(Excerpts of pointing data)
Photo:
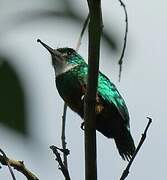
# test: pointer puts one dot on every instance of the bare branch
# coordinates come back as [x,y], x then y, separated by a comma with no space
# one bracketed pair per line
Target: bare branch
[63,169]
[95,30]
[18,165]
[82,32]
[125,39]
[126,171]
[63,136]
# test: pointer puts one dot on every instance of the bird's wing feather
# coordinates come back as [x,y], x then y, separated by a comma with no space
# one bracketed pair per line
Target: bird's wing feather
[109,93]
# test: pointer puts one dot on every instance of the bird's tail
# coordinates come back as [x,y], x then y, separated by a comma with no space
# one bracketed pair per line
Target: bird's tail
[125,145]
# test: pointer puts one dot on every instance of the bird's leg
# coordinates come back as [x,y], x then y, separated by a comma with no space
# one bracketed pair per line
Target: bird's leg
[83,126]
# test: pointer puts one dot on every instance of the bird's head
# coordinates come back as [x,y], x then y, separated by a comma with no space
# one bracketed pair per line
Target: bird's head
[63,59]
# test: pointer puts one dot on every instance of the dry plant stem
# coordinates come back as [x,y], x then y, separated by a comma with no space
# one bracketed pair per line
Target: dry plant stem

_Your goal_
Copy word for word the lines of the material starting from the line that contains "the bird's head" and running through the final line of the material, with both ends included.

_Expected answer_
# test: pointer puts one dot on every instance of the bird's head
# coordinates come back as [x,y], x then y, separated by a comma with no space
# one bracketed pair per line
Target: bird's head
[63,59]
# test: pointer puts one dot on every instance of the dry plant stem
# coordinates come back as [x,y], x then y, separated by a comma with no space
# one bracketed pair per line
Target: dry plant stem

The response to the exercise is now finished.